**Your task:** For this exercise, transcribe every line of the material exactly and skip the pictures.

**Material provided:**
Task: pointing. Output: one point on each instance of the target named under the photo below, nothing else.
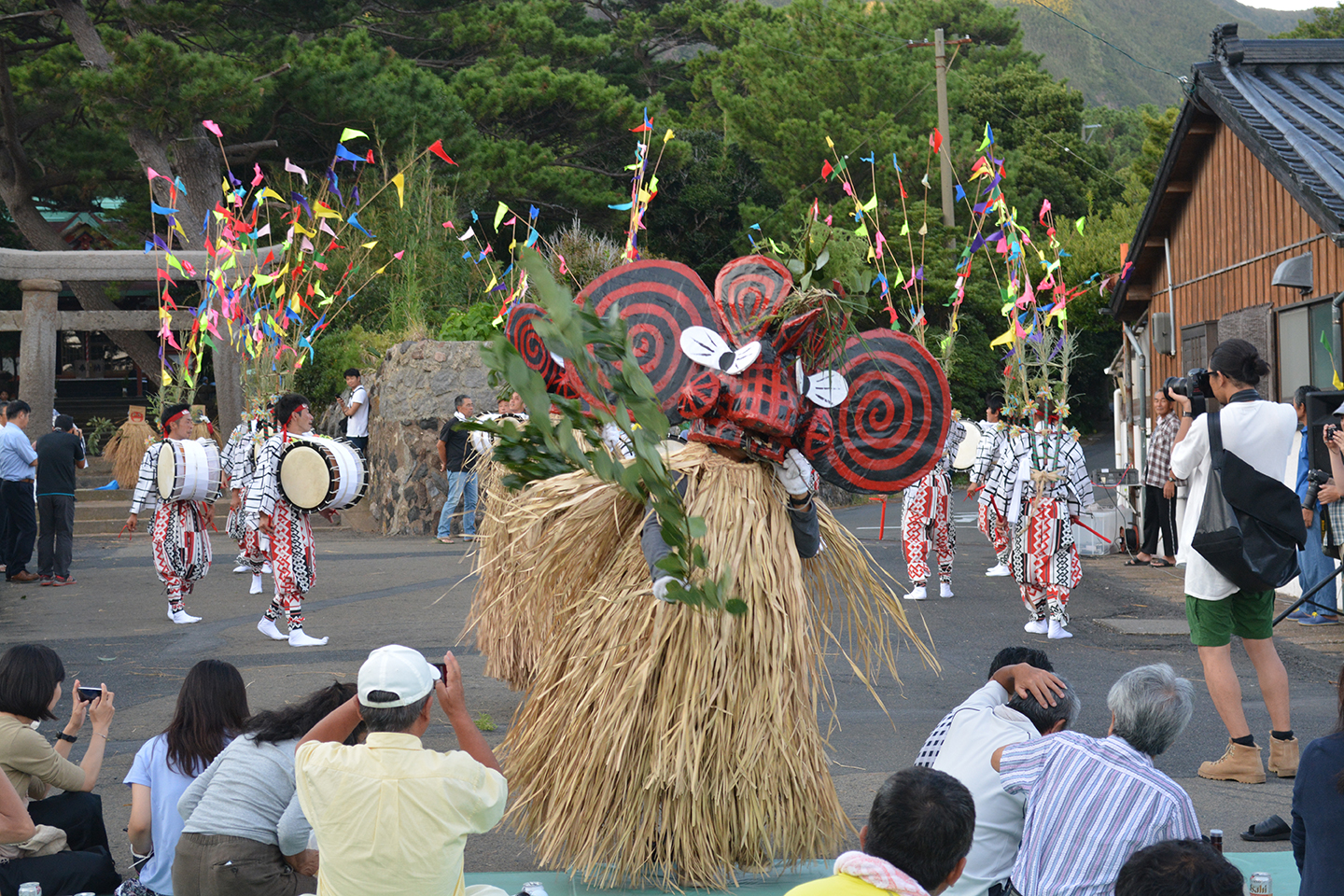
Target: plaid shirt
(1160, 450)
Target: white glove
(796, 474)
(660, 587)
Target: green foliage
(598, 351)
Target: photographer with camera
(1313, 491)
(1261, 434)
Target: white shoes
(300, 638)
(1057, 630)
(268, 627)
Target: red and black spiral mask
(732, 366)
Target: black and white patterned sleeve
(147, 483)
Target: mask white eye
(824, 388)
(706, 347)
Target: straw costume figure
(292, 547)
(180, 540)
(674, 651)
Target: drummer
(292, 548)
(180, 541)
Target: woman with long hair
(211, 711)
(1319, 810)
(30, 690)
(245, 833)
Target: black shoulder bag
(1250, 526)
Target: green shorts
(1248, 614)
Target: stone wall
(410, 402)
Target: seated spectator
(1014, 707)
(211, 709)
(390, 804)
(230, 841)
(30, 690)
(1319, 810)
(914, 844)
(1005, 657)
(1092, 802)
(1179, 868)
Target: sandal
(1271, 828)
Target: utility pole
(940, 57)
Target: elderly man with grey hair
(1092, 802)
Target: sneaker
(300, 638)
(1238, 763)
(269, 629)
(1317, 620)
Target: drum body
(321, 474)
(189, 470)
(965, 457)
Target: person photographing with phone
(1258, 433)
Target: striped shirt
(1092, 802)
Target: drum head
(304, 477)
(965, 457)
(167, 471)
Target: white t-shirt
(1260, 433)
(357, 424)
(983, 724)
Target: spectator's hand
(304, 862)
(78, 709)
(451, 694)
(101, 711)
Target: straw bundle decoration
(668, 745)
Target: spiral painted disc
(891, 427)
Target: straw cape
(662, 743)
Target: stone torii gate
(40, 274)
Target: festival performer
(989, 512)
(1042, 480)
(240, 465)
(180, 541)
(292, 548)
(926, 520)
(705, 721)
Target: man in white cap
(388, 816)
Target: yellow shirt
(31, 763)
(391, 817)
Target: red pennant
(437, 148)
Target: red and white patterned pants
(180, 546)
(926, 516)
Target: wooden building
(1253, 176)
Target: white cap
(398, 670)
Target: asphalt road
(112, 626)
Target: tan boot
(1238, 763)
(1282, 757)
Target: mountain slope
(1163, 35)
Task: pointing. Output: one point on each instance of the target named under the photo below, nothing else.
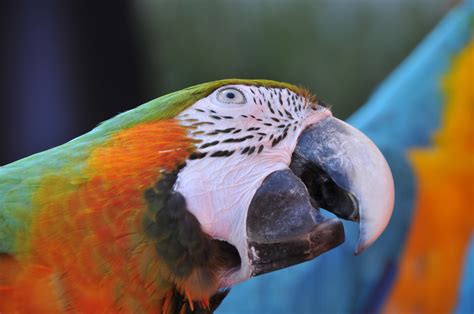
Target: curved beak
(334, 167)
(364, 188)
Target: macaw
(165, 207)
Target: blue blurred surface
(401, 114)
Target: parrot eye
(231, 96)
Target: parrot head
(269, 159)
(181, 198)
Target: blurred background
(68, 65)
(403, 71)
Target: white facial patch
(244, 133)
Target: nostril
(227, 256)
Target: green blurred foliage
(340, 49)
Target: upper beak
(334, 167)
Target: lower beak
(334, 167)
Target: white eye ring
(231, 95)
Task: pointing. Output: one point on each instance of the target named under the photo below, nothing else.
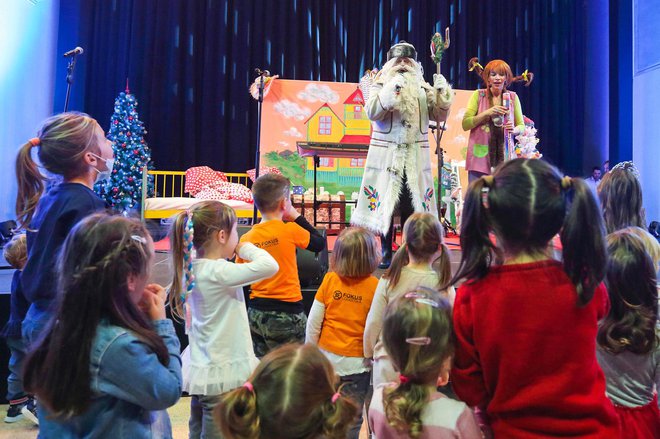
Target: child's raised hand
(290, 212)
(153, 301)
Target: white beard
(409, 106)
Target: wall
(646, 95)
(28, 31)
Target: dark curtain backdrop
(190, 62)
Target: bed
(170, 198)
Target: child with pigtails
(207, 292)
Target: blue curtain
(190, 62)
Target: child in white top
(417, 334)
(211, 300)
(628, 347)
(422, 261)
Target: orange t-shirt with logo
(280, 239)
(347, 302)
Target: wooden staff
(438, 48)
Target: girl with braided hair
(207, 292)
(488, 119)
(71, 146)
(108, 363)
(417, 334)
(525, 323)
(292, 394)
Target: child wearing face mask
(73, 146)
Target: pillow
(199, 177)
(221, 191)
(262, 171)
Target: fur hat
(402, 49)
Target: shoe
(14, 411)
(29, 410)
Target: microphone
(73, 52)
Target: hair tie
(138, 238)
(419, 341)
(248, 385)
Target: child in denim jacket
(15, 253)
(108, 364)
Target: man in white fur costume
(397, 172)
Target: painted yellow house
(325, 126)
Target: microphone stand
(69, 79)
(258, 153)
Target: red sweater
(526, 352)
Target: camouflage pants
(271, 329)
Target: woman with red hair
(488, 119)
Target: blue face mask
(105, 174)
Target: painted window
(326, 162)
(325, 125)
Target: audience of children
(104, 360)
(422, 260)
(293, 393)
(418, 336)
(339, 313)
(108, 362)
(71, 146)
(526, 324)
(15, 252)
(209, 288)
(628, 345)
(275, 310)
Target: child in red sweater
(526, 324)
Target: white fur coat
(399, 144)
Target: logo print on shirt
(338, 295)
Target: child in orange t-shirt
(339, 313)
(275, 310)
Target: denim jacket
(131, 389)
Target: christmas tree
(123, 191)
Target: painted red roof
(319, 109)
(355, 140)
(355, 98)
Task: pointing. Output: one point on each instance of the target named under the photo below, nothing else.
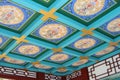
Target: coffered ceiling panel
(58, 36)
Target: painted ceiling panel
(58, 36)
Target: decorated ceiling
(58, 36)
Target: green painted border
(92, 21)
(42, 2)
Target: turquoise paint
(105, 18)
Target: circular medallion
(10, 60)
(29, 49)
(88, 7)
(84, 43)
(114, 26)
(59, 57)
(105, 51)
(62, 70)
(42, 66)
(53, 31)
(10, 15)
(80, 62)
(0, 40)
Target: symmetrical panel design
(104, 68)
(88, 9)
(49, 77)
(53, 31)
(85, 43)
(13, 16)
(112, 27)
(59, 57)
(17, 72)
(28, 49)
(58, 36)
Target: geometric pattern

**Task answer:**
Task: pointing. Output: one point on each instance of the target named under the photo below, nothing else.
Target: plaid shirt
(1160, 450)
Target: white glove
(796, 474)
(660, 587)
Target: green foliage
(598, 351)
Target: photographer with camera
(1313, 491)
(1261, 434)
Target: white shoes
(300, 638)
(1057, 630)
(268, 627)
Target: red and black spiral mask
(732, 366)
Target: black and white patterned sleeve
(147, 483)
Target: mask white eye
(824, 388)
(706, 347)
Target: straw costume figure
(292, 547)
(180, 540)
(674, 651)
Target: drummer
(292, 548)
(180, 541)
Target: woman with long hair
(211, 711)
(1319, 810)
(30, 690)
(245, 833)
Target: black shoulder bag
(1250, 526)
Target: green shorts
(1248, 614)
Target: stone wall
(410, 402)
Target: seated spectator
(1014, 707)
(211, 709)
(390, 804)
(230, 841)
(30, 690)
(1319, 810)
(914, 844)
(1005, 657)
(1092, 802)
(1179, 868)
Target: sandal
(1271, 828)
Target: utility pole
(940, 57)
Target: elderly man with grey hair
(1092, 802)
Target: sneaker
(300, 638)
(1238, 763)
(269, 629)
(1317, 620)
Target: drum body
(321, 474)
(189, 470)
(965, 457)
Target: person photographing with phone
(1258, 433)
Target: striped shirt
(1092, 802)
Target: drum head
(304, 477)
(965, 457)
(167, 471)
Target: white t-shirt
(1260, 433)
(357, 424)
(983, 724)
Target: spectator's hand
(304, 862)
(78, 709)
(451, 694)
(101, 711)
Target: straw bundle decoration
(668, 745)
Target: spiral painted disc
(891, 427)
Target: straw cape
(662, 743)
Target: stone torii gate
(40, 274)
Target: festival performer
(989, 512)
(1042, 480)
(240, 465)
(180, 541)
(292, 548)
(926, 520)
(705, 721)
Target: man in white cap
(388, 816)
Target: yellow shirt
(31, 763)
(391, 817)
Target: red pennant
(437, 148)
Target: red and white patterned pants
(180, 546)
(926, 516)
Target: wooden building
(1253, 176)
Target: white cap
(398, 670)
Target: asphalt road
(112, 626)
Target: tan boot
(1238, 763)
(1282, 757)
Target: mountain slope
(1163, 35)
Task: pointing. Output: one point on each instance of the target named under the photo below, nothing else.
Target: curved beak
(334, 167)
(364, 188)
Target: macaw
(165, 207)
Target: blue blurred surface
(401, 114)
Target: parrot eye
(231, 96)
Target: parrot head
(269, 159)
(181, 198)
Target: blurred background
(68, 65)
(403, 71)
Target: white facial patch
(244, 133)
Target: nostril
(227, 256)
Target: green blurred foliage
(340, 49)
Target: upper beak
(334, 167)
Target: lower beak
(334, 167)
Target: white eye ring
(231, 95)
Task: pointing. Output: one point on each instance of the target named under the photo below, nothing else.
Target: child's raised hand
(290, 212)
(153, 301)
Target: white beard
(409, 106)
Target: wall
(646, 95)
(28, 31)
Target: dark curtain backdrop
(190, 62)
Target: bed
(170, 198)
Target: child with pigtails
(207, 292)
Target: blue curtain
(190, 62)
Target: child in white top
(417, 334)
(211, 300)
(628, 347)
(422, 261)
Target: orange t-shirt with logo
(280, 239)
(347, 302)
Target: wooden staff
(438, 48)
Target: girl with braided hair
(207, 292)
(488, 119)
(71, 146)
(108, 363)
(417, 334)
(525, 323)
(292, 394)
Target: child wearing face mask
(73, 146)
Target: pillow
(199, 177)
(221, 191)
(262, 171)
Target: fur hat
(402, 49)
Target: shoe
(14, 411)
(29, 410)
Target: microphone
(73, 52)
Target: hair tie
(138, 238)
(419, 341)
(248, 385)
Target: child in denim jacket
(15, 253)
(108, 364)
Target: man in white fur costume
(397, 172)
Target: painted yellow house
(325, 126)
Target: microphone stand
(69, 79)
(258, 153)
Target: red sweater
(526, 352)
Target: camouflage pants
(271, 329)
Target: woman with red hair
(488, 119)
Target: blue face mask
(105, 174)
Target: painted window
(326, 162)
(325, 125)
Target: audience of children
(104, 360)
(422, 260)
(293, 393)
(418, 336)
(339, 313)
(108, 362)
(71, 146)
(526, 324)
(15, 252)
(209, 288)
(628, 345)
(275, 310)
Target: child in red sweater
(526, 324)
Target: white fur coat
(399, 144)
Target: logo print on shirt
(338, 295)
Target: child in orange t-shirt
(339, 313)
(275, 310)
Target: denim jacket
(131, 389)
Target: christmas tree
(123, 191)
Target: painted red roof
(319, 109)
(355, 140)
(355, 98)
Task: pointing. Output: one point on each instance of the target named under the photo below, nothing else.
Target: coffered ceiling panel
(58, 36)
Target: painted ceiling panel
(58, 36)
Target: decorated ceiling
(58, 36)
Target: green painted border
(92, 21)
(42, 2)
Target: turquoise paint
(105, 18)
Target: circular medallion
(10, 60)
(29, 49)
(88, 7)
(84, 43)
(114, 26)
(59, 57)
(105, 51)
(62, 70)
(42, 66)
(53, 31)
(10, 15)
(80, 62)
(0, 40)
Target: symmetrical panel design
(104, 68)
(88, 9)
(49, 77)
(53, 31)
(85, 43)
(13, 16)
(112, 27)
(59, 57)
(17, 72)
(28, 49)
(58, 36)
Target: geometric pattern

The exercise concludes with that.